### Task brief
Put the stretch of the data from the line containing "Place a point on the green" through the line containing "<point>504,160</point>", both ends included, into a JSON list of strings with one string per line. Leave out any blank lines.

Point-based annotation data

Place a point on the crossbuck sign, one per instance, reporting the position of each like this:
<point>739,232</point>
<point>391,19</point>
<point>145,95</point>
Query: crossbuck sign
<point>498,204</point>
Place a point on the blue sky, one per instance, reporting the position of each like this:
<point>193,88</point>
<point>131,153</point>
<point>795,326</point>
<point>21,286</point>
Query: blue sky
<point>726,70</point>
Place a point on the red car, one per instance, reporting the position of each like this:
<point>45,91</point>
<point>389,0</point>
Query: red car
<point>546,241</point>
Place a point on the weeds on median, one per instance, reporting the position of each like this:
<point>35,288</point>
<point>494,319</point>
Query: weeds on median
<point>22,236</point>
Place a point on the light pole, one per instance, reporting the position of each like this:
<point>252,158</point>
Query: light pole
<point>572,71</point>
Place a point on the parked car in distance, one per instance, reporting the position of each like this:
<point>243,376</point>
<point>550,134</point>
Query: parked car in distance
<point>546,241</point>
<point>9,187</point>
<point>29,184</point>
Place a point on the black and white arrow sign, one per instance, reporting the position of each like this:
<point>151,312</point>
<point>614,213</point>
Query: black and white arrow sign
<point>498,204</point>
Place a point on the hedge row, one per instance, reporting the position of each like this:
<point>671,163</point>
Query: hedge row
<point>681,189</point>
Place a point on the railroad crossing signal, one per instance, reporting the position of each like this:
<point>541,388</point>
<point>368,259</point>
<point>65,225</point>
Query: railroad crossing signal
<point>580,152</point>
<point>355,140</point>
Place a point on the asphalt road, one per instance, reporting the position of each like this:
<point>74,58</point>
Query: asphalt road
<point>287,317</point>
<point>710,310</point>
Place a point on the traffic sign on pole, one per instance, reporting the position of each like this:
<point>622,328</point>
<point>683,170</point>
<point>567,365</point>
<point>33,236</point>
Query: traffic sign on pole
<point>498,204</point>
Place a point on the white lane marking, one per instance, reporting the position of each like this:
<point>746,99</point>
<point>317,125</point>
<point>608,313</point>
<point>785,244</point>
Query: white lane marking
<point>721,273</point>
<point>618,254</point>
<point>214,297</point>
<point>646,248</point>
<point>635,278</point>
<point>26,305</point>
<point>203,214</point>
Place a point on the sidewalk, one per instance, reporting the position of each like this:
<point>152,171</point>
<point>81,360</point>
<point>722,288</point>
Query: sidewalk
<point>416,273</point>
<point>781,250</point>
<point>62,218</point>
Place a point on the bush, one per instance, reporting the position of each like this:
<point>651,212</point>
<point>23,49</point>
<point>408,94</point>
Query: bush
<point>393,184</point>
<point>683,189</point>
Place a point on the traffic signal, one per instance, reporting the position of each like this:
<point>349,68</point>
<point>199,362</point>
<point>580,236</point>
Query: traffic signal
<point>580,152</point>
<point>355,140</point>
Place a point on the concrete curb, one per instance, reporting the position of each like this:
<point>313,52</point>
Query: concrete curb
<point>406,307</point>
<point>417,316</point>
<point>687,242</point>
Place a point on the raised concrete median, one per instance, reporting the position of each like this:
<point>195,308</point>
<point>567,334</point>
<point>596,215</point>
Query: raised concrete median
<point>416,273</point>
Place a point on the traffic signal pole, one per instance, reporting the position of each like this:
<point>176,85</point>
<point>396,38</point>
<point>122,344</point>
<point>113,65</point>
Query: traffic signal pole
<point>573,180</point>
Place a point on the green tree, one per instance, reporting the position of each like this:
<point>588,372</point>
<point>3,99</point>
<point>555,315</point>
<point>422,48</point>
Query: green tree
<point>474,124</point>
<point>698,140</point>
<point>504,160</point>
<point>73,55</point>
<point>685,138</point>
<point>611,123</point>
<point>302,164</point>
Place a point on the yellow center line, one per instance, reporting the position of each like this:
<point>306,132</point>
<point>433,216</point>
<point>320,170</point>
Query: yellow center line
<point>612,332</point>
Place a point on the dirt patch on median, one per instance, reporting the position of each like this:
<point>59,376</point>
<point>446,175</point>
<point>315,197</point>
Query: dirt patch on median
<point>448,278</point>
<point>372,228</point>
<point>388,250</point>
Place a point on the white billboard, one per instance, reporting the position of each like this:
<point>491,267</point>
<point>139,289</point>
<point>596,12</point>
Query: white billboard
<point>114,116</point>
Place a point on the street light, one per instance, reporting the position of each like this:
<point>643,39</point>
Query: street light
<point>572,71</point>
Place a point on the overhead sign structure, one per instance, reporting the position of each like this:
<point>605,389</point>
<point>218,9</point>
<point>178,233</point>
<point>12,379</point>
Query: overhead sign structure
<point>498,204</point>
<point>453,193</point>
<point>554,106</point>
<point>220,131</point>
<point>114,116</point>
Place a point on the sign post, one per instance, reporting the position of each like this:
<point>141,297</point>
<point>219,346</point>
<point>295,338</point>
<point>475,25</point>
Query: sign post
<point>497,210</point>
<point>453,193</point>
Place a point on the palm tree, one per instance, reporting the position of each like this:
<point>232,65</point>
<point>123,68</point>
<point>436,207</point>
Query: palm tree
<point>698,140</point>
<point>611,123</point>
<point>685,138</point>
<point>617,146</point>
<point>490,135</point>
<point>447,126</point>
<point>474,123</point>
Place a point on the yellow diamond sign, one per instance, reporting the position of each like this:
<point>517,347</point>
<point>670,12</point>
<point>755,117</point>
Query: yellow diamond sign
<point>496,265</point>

### Correct answer
[
  "Place a point on the green tree, one per instance, reporting the position of each like this:",
  "<point>588,372</point>",
  "<point>3,99</point>",
  "<point>555,315</point>",
  "<point>422,48</point>",
  "Query: green tree",
  "<point>474,124</point>",
  "<point>698,140</point>",
  "<point>504,160</point>"
]